TO DO ▸ All the entries need to be duplicated exactly, with the pictures omitted.

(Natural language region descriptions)
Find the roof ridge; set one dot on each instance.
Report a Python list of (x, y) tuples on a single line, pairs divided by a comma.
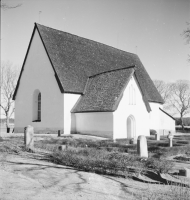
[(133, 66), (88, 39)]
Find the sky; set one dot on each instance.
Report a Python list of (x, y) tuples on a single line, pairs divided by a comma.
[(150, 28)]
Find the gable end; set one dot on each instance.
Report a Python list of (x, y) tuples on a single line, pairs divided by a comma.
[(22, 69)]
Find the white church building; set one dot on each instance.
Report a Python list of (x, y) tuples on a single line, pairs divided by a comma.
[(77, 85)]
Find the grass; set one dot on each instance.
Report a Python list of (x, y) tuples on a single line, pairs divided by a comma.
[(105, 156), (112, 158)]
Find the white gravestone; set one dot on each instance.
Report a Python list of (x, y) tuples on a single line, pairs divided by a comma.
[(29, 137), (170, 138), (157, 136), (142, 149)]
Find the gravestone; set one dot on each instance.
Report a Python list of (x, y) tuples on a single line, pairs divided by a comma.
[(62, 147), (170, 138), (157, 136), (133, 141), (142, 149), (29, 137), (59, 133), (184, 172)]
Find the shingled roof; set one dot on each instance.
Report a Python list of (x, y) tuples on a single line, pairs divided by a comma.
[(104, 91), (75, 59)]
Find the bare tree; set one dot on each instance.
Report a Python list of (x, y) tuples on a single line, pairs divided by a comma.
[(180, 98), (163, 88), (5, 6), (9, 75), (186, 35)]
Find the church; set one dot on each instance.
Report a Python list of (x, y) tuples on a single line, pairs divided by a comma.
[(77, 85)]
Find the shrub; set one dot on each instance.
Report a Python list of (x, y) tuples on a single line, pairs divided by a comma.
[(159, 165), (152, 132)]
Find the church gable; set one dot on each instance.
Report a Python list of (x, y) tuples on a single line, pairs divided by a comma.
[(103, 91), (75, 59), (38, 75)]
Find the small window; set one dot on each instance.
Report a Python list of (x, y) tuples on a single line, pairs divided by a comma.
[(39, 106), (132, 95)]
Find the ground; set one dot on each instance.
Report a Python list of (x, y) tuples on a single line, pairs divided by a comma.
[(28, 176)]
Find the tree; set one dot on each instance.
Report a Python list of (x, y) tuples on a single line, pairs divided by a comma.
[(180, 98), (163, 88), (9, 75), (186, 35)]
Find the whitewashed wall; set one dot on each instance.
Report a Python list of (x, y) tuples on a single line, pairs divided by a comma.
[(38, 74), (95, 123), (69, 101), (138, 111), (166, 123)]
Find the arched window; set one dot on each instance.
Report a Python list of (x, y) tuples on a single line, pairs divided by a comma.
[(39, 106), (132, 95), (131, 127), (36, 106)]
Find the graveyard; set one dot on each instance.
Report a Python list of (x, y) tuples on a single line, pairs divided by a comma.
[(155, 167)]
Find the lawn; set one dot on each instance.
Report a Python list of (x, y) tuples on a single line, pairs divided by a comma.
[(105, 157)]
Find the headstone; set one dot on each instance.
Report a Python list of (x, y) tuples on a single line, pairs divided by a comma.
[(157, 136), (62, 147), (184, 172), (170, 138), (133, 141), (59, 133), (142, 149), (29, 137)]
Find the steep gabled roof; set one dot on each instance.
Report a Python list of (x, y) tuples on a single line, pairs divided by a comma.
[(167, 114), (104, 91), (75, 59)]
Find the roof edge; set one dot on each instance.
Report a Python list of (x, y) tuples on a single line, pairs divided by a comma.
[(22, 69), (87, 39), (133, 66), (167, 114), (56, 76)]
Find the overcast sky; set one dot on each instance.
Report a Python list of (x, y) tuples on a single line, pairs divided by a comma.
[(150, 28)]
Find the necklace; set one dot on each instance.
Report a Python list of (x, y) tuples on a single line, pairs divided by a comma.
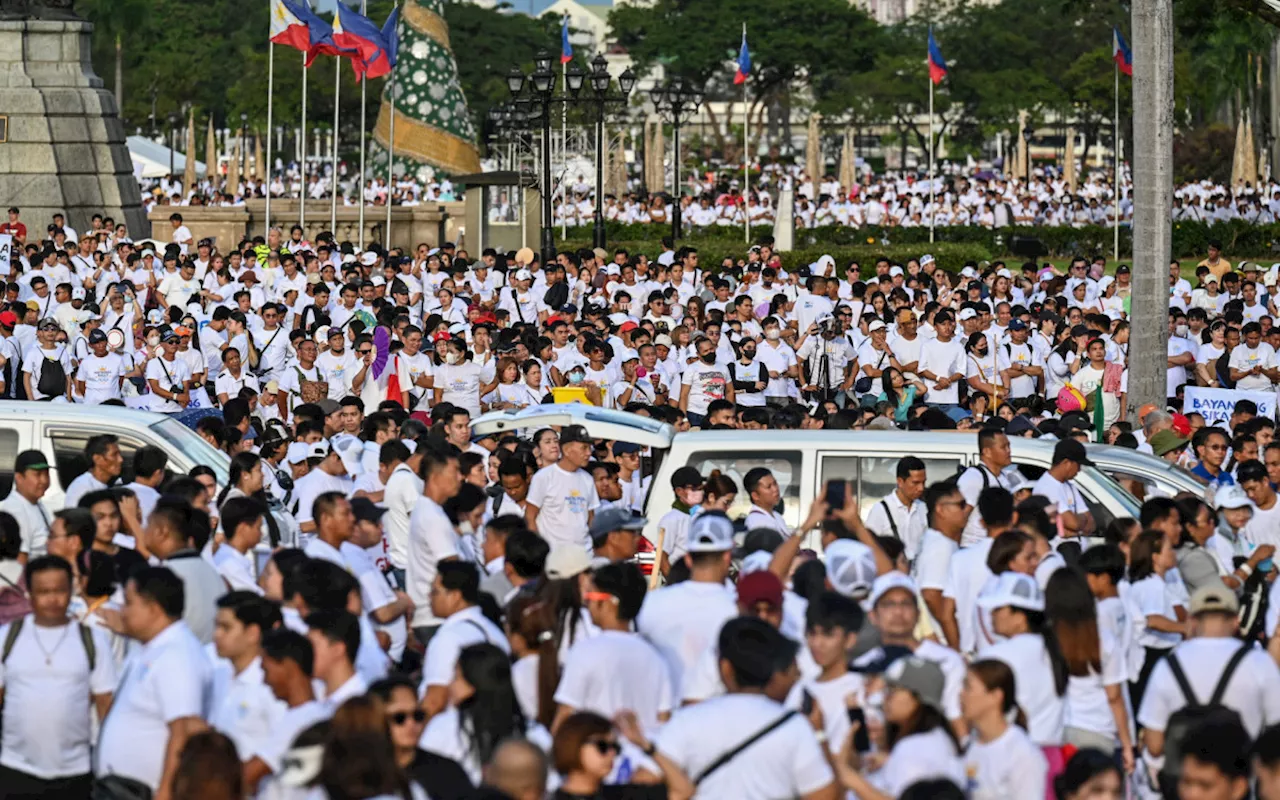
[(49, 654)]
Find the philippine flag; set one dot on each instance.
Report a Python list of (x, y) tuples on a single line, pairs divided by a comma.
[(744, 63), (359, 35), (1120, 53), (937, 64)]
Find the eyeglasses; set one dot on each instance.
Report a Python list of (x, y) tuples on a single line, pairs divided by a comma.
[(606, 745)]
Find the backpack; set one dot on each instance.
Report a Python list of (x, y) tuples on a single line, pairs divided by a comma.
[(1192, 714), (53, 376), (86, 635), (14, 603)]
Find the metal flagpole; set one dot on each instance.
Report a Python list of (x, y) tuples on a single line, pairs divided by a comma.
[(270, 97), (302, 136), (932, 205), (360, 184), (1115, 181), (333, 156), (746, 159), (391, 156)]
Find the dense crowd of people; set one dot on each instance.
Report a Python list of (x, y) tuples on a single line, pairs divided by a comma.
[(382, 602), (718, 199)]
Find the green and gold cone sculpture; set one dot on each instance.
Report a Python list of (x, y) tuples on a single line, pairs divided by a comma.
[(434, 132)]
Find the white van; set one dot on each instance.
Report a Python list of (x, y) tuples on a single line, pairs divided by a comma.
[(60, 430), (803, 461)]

TASK RESULT ▸
Find the roof ridge; set one dot on each instance.
Report a Python list of (x, y) tuples on a single line, pairs divided by a comma.
[(133, 66), (88, 39)]
Find the sky; set one dot on each instance.
Report a Python list of (x, y) tuples on a single line, pairs divided by a comma.
[(150, 28)]
Find the gable end; set one dot on each instance.
Report a Python list of (x, y) tuples on a single line, pairs divided by a comma.
[(22, 69)]
Find the white church building; set one dot on each instance.
Report a Python list of (x, y) tuples on a single line, pairs divided by a comma.
[(77, 85)]
Find the grass; set one dot on each instance.
Report a Python list of (x, y) tuples on a single line, pairs divided by a comma.
[(105, 156), (112, 158)]
Find the white gravestone; set one dot on each instance.
Report a Python list of (x, y) tuples on a single line, pairs divided by a comma.
[(29, 137), (170, 138), (157, 136), (142, 149)]
Find the gravestone; set one dot on each instance.
Report a Python list of (x, y) tuples on a single line, pairs divided by a comma.
[(62, 147), (170, 138), (157, 136), (133, 141), (142, 149), (29, 137), (59, 133), (184, 172)]
Find the shingled roof; set one dot on each instance.
Report a Python list of (x, y) tuples on a single line, pairs divided by a comma.
[(104, 91), (75, 59)]
Find the bare tree; set one dot on each instance.
Report a Python list of (x, y) tuples on a single line, pairs divided by a comma.
[(180, 98), (163, 88), (5, 6), (9, 75), (186, 35)]
Find the church; set one dot on each instance.
Report a Python list of (x, y) tuples on a single line, pairs divided by a comma.
[(77, 85)]
Find the shrub; set one dot on each instance.
Report a Python list of (x, y) tuples on a single line, pairs divided by a comma.
[(159, 165), (152, 132)]
Find the church gable; set one dot on each instance.
Report a Python list of (x, y) tuples on a single line, pairs divided by a comma.
[(103, 91), (75, 59), (38, 75)]
Find the small window; set one dot on each instance.
Report a Python list of (x, y) tuples on a single line, pairs divided by a comma.
[(39, 106), (132, 95)]
Find the ground; set one dot on each instance.
Report a Python list of (x, y) tuples on a single line, pairs divided by a comma.
[(28, 176)]
Find the tree; set one dot on each instance.
Report a Python list of (x, y) tuples on a single line, pairs divided by a comma.
[(180, 98), (163, 88), (9, 75), (186, 35)]
Find the whitewashed wall; set one dot on each instance.
Report a Python list of (x, y) tuples on a single line, pairs divided by a comma.
[(38, 74), (95, 123), (69, 101), (138, 111), (166, 123)]
Find the arched window; set one dot on each instance.
Report a Python list of (x, y) tuples on a single line, pairs divided by a comma.
[(39, 106), (132, 95), (131, 127), (36, 106)]
Find the graveyard; set one dot on each instance.
Report a Python list of (x, y) tuples on a single line, pairs divided by a comma.
[(155, 167)]
Find the lawn; set one dot on each instance.
Report a Python list of (x, y) tuples on a single line, pairs divided by a comma.
[(105, 157)]
Find the headstone; set one dot on each instance.
Report a Python list of (x, y) tuples on a single line, pairs divided by a comma.
[(157, 136), (62, 147), (184, 172), (170, 138), (133, 141), (59, 133), (142, 149), (29, 137)]
Find the steep gabled roof; set one dot on each instance.
Report a Python list of (x, y) tuples on a single line, pairs divided by a comma.
[(167, 114), (104, 91), (75, 59)]
Find the roof edge; set one dot on each instance.
Report a Python list of (x, y) tuples on a single line, pairs divided by a comma.
[(22, 69), (87, 39), (133, 66), (167, 114), (56, 76)]
Find the overcast sky; set one dot on each instance.
Report a Python list of (x, y) tuples on a single line, pairs divided by a comma.
[(150, 28)]
Find the necklace; set one dot on each instance.
Report a Python list of (x, y) tuples on a single line, pairs divided by a comma.
[(49, 654)]
Find the philippine flag; set one dot on each instance.
Report a Python list of (x, y) tuples on a single line, pairs divided by a comma.
[(744, 63), (359, 35), (1120, 53), (937, 64)]
Find the eyeglasses; set one dot on each instance.
Report a Python list of (x, y) tuples on a single line, pairs divided by a comma.
[(606, 745)]
Find the backpack; set one dot on each instance.
Report a Python list of (x, y) tuples on a single line, pairs divided by a comma.
[(1192, 714), (53, 376), (86, 635), (14, 603)]
Find the metal flagpole; set one dot on each instance.
Report a Python list of (x, y) tuples on a single line, pairs divided by a comma.
[(270, 97), (302, 136), (932, 205), (360, 184), (1115, 181), (333, 156), (746, 159), (391, 156)]
Find the dense crowd of people; set one dot on each instance.
Report a Python list of (x, y) tuples on a single line, pairs divided by a comma.
[(382, 602), (718, 199)]
Find the green and gold cone sculpture; set one dot on each instance.
Report a Python list of (x, y) tuples on a single line, pairs divided by a comma.
[(434, 132)]
Find the white van; set one dot on each instance.
Report a Python list of (x, y) tuples on a single line, pairs divided by a comma.
[(60, 430), (803, 461)]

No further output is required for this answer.